SHORT EXERCISE
Turn every line of the listing below into a numbered list, leaving out any blank lines.
- - - - -
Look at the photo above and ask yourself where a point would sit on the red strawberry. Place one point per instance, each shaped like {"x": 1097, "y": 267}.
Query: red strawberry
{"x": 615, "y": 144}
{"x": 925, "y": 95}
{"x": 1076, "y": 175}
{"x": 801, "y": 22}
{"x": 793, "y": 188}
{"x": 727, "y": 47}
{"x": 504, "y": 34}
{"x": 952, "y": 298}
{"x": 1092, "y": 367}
- - - - -
WRITTEN RESPONSE
1. Look at the photo above and ask yourself where a point would sit on the red strawberry. Place one point per instance, each shaped like {"x": 1097, "y": 267}.
2. Query: red strawberry
3. {"x": 615, "y": 144}
4. {"x": 925, "y": 95}
5. {"x": 1076, "y": 175}
6. {"x": 801, "y": 22}
7. {"x": 793, "y": 188}
8. {"x": 727, "y": 47}
9. {"x": 504, "y": 34}
10. {"x": 952, "y": 298}
11. {"x": 1092, "y": 367}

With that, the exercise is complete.